------ Provided passage

Passing through several towns and villages, Lotka reached Shiraz, the capital of Fars, after eighteen days’ travelling. There the chief rabbi actually helped him to distribute his New Testaments and tracts. Bushire was reached on December 1st, and Lotka preached in the synagogue of the Jews. He arrived at Bagdad next, on December 17th, thus completing a journey which had lasted four months, during which he had distributed 500 New Testaments, and 1,500 books and tracts.

------------
------ Data provided

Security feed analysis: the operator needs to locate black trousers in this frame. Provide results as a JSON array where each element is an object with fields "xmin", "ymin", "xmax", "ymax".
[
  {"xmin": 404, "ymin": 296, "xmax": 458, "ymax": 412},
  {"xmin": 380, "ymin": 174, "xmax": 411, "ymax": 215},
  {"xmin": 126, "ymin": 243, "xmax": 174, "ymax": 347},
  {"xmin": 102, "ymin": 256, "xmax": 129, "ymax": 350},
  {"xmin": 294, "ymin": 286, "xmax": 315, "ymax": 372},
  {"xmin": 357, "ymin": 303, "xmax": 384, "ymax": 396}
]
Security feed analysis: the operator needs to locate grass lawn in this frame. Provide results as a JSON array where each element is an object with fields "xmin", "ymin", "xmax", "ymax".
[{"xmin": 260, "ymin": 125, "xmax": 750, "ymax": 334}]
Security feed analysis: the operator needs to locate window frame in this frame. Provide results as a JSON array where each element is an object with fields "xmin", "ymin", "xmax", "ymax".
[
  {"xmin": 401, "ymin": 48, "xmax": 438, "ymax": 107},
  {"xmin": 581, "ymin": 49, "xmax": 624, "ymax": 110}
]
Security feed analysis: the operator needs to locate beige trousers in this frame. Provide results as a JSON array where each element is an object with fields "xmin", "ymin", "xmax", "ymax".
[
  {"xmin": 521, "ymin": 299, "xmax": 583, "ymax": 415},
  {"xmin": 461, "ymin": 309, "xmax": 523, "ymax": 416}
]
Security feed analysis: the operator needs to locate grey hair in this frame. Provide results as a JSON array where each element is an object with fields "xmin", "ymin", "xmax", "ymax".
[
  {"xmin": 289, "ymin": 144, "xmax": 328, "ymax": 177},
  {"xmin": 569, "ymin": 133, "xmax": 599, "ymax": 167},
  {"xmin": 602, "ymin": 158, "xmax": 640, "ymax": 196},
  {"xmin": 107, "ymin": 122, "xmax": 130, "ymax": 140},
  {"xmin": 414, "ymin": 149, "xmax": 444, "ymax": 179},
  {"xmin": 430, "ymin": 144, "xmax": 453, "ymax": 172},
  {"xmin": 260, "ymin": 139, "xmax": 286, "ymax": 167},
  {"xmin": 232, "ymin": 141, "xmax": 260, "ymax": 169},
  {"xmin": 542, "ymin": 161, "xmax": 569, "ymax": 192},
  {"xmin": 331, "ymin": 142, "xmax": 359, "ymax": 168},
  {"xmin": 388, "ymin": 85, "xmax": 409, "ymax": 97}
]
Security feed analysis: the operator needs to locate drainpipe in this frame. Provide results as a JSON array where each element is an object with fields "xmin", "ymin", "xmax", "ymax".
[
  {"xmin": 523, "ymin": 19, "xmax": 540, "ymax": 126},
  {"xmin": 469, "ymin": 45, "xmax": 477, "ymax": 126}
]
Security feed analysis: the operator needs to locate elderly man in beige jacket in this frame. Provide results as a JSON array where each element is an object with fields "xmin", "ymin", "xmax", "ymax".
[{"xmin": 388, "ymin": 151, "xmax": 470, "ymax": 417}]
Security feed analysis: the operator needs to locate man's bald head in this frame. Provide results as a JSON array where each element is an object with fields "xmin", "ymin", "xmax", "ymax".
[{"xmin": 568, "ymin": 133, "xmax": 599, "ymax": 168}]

------------

• [Set problem]:
Please rewrite the travel account, starting with "Passing through several" and going on through "books and tracts.", renaming "Lotka" as "the missionary".

• [Reply to the task]:
Passing through several towns and villages, the missionary reached Shiraz, the capital of Fars, after eighteen days’ travelling. There the chief rabbi actually helped him to distribute his New Testaments and tracts. Bushire was reached on December 1st, and the missionary preached in the synagogue of the Jews. He arrived at Bagdad next, on December 17th, thus completing a journey which had lasted four months, during which he had distributed 500 New Testaments, and 1,500 books and tracts.